◆ Document passage:
This lesson is being piloted (Beta version)

Cython

Overview

Teaching: 30 min
Exercises: 10 min
Questions
  • How slow is Python?

  • Can I make my Python code faster?

  • How can I turn my Python code into compiled C or C++ code?

Objectives

Python is built for the programmer not the computer. What do I mean by that? Python is a very nice programming language to program in. You can get your ideas and algorithms written out very quickly as the Python language manages a lot of the aspects of memory management for you and provides convenient and flexible data structures that just work the way you expect them to without much effort on the part of the programmer to get it right. Part of this comes from the fact that Python is “duck” typed. Meaning, if a Python object looks like a duck, quacks like a duck, it is a duck. This means that you can pass different types of objects to a function and as long as that function can access the member functions of that object that it needs to work with it doesn’t care what type of object you passed it. This allows you to write code faster and greatly increases the flexibility and re-usability of your Python code. However, you pay for these benefits with your program run times.

If you are are not doing any heavy computing this might be just fine, perhaps your CPUs wouldn’t be doing that much work anyhow, and waiting another second to get your work done more than offsets the extra hours or days it might take you to write your algorithm out in another language like C or Fortran. However, if you are doing numerically intensive programming this can become a serious problem and is part of the reason most computationally intensive programs aren’t written in Python.

One common solution to this problem is to take the parts of your Python program that are computational intensive and convert them to a compiled language that is much faster. One really nice thing about Python is how well integrated it is with C and C++.

You can extend python with C or C++ by writing modules that you can import and use in your Python scripts. This however does take a bit of doing. Most of the extra effort involves creating the interfaces and Python objects to go between the C or C++ code and the Python scripts. For more details about how to do this see these Python docs on extending Python with C or C++.

You can also embed Python in a C or C++ application allowing it to call your Python functions from inside that application. This can be very handy for allowing scripting support within applications. For more details about embedding Python in C or C++ applications check these Python docs on embedding Python in another application.

◆ Data lines:
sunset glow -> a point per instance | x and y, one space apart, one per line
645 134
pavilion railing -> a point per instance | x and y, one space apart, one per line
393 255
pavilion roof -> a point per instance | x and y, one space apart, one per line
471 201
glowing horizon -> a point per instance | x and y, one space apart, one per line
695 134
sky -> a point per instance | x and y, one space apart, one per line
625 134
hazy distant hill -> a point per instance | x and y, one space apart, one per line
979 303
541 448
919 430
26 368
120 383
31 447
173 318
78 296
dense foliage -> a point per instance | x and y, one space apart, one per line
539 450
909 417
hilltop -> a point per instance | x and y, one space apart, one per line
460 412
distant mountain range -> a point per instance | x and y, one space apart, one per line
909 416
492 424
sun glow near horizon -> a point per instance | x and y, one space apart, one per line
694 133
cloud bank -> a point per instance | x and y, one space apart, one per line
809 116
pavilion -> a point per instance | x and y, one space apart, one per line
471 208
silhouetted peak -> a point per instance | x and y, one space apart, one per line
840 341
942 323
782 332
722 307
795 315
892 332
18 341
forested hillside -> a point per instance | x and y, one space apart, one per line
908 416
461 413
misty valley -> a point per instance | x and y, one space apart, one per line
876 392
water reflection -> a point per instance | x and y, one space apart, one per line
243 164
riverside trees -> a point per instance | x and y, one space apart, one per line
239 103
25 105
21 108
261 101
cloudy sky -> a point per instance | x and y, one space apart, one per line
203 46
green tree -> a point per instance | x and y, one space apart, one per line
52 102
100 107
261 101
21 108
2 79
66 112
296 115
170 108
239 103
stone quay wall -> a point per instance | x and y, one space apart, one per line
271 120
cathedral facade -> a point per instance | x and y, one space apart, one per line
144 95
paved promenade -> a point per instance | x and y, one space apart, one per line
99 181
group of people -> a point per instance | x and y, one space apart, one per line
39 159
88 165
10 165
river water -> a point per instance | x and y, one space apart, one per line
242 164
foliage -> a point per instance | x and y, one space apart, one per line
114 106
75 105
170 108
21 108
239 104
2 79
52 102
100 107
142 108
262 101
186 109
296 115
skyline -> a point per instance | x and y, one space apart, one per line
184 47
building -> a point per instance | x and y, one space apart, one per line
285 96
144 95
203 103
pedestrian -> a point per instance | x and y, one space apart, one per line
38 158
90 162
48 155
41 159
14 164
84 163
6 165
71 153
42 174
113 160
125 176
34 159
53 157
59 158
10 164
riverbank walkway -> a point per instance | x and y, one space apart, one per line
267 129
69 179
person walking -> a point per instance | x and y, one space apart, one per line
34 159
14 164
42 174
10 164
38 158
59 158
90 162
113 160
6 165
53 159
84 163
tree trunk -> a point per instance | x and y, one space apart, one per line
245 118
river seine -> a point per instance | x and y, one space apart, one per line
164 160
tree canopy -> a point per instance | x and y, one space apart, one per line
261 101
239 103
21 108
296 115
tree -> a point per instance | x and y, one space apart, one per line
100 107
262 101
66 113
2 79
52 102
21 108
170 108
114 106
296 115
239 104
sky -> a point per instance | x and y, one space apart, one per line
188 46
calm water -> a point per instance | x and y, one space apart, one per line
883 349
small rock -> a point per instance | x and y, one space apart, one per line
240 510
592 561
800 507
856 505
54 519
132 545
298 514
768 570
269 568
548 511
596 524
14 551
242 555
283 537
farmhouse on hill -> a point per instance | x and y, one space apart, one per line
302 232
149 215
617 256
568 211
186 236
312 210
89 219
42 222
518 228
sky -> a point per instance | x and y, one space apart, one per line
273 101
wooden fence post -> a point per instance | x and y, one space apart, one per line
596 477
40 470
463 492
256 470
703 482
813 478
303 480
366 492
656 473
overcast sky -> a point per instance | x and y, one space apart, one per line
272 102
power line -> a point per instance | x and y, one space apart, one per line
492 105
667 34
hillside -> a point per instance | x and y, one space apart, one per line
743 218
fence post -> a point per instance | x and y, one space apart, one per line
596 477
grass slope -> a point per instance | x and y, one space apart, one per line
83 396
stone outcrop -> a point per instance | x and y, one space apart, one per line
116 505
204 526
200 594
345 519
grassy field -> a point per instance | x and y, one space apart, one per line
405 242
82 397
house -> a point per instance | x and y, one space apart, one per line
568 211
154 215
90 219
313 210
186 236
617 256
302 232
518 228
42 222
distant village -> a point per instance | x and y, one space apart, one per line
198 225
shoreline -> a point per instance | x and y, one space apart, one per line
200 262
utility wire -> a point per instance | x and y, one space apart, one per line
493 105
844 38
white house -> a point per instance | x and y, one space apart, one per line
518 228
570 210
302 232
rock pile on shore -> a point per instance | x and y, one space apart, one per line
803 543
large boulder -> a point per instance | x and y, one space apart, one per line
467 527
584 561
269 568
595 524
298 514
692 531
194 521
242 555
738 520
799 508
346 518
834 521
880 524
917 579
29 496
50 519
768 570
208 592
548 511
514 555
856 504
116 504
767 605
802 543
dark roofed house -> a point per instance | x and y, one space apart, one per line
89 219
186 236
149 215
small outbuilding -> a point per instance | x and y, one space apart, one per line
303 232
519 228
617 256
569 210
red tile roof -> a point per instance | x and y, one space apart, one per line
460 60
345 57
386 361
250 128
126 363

==

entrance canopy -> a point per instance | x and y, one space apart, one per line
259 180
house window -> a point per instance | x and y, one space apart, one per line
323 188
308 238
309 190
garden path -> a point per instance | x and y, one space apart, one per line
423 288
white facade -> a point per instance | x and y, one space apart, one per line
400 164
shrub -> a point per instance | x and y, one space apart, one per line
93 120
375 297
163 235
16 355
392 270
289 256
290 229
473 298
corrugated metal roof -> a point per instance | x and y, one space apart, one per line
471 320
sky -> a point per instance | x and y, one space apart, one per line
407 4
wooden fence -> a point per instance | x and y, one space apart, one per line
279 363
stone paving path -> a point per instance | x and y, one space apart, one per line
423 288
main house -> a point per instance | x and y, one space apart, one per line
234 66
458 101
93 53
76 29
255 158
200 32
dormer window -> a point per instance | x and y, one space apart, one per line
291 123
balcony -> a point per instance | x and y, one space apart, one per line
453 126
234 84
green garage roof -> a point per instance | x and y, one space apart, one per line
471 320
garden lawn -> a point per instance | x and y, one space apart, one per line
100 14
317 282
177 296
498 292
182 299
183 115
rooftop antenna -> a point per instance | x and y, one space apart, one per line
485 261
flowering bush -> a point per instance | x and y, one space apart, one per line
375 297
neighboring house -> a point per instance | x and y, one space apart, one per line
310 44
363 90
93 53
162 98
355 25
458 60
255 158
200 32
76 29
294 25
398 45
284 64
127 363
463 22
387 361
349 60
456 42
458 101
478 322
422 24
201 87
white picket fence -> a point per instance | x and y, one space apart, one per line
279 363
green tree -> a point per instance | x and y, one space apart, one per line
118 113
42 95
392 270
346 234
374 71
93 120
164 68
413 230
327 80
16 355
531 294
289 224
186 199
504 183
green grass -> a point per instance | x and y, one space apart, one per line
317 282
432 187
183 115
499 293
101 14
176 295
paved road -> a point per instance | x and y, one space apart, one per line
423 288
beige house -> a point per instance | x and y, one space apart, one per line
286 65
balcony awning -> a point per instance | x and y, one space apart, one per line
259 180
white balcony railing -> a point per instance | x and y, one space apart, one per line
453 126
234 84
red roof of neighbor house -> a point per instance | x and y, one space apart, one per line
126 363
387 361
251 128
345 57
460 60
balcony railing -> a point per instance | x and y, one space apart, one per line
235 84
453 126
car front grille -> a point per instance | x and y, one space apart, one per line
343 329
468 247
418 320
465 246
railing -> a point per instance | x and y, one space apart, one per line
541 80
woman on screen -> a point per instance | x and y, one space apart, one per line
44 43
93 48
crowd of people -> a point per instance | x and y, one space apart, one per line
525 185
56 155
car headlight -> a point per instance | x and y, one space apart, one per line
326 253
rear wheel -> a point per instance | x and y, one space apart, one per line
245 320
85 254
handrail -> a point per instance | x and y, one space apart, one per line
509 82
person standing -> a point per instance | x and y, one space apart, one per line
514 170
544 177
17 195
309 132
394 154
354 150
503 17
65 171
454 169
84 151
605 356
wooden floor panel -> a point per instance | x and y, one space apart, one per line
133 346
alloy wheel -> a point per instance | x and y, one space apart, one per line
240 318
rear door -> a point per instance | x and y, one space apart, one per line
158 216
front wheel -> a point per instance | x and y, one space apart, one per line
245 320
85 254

--

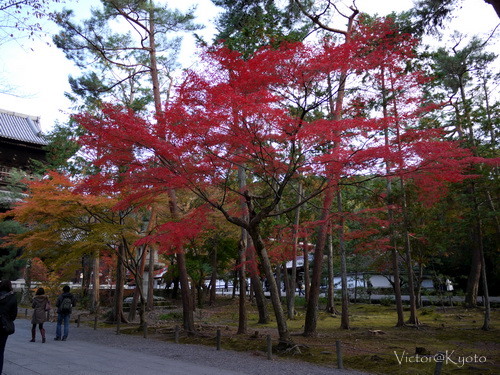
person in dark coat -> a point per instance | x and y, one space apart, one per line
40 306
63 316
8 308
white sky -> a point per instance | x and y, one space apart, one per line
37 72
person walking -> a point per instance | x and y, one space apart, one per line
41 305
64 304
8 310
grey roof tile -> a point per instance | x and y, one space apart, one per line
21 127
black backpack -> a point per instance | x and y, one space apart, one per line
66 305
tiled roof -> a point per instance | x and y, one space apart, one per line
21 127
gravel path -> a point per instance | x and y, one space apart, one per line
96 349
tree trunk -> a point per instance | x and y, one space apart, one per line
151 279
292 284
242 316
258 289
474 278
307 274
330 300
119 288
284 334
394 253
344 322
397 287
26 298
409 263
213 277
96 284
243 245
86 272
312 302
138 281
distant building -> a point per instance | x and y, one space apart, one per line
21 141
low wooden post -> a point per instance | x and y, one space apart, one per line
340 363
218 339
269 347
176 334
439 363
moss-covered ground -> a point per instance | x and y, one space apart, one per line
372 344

◆ Required actions:
A. In the Cython lesson, what does most of the extra effort of extending Python with C or C++ involve?
B. Copy the Cython lesson word for word between "This lesson is" and "Python code faster?", inclusive.

◆ Exercise responses:
A. It involves creating the interfaces and Python objects that go between the C or C++ code and the Python scripts.

B.
This lesson is being piloted (Beta version)

Cython

Overview

Teaching: 30 min
Exercises: 10 min
Questions
  • How slow is Python?

  • Can I make my Python code faster?